*** Opening Data shown ***

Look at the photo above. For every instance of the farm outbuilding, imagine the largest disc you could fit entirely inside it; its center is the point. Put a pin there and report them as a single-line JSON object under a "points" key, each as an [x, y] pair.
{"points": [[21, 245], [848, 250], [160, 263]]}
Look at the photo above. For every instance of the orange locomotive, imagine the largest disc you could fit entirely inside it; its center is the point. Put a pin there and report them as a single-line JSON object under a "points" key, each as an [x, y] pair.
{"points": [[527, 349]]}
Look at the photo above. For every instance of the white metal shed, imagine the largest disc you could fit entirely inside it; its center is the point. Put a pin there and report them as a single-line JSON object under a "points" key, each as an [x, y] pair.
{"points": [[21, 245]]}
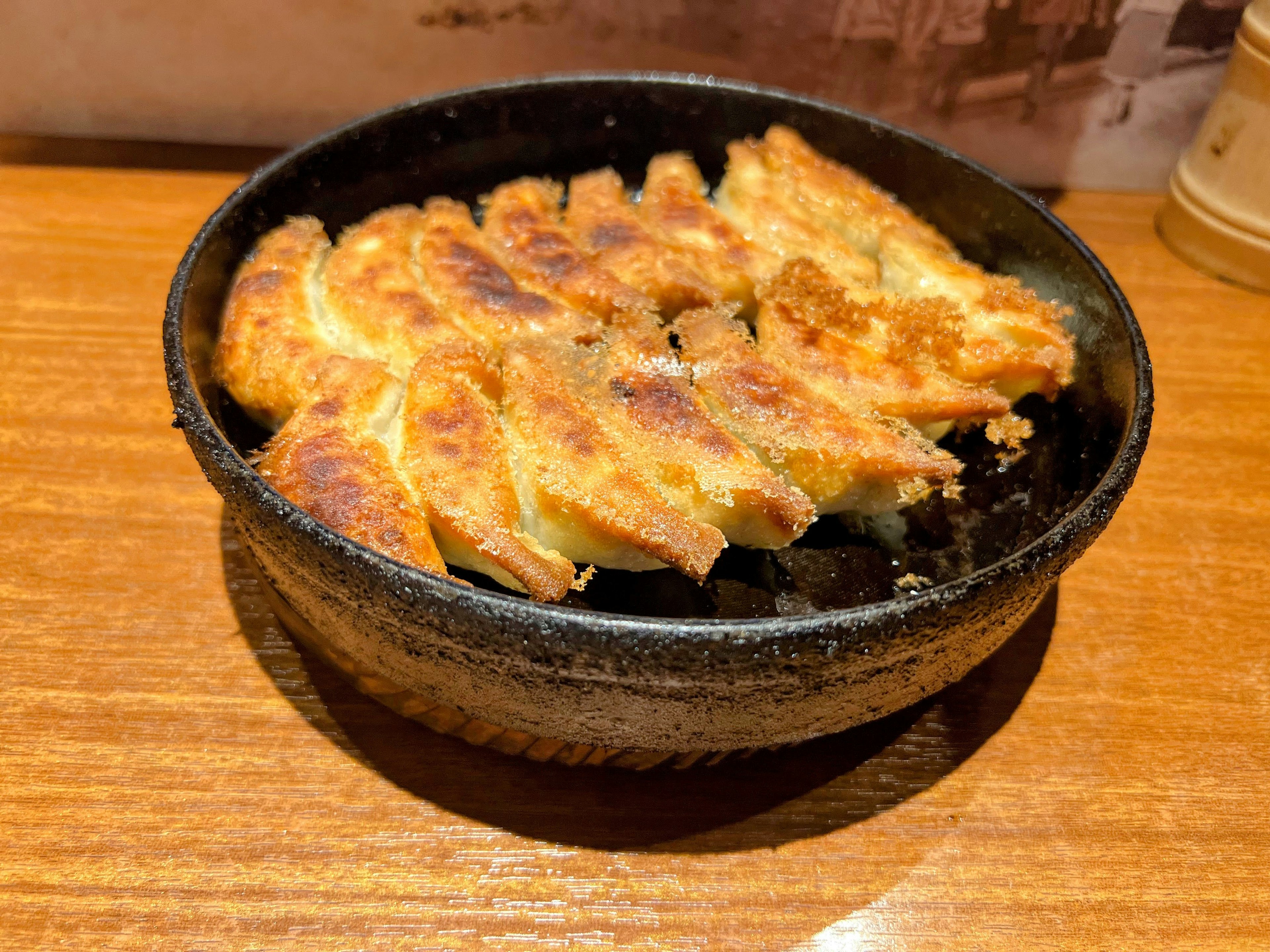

*** Closing Data shown ***

» **Your goal**
From the line containing "Look at the photo above. For every instance of the white" through the final line of the records, write out each line exactly, and include no pictures.

» **Solution**
Look at the photo above. For every instance of the white metal shed, imagine the largest disc you could fit entirely inside it; its center is the point. Put a pin there and report them as a single-line JSON object under a "points" key, each as an [x, y] pair.
{"points": [[21, 245]]}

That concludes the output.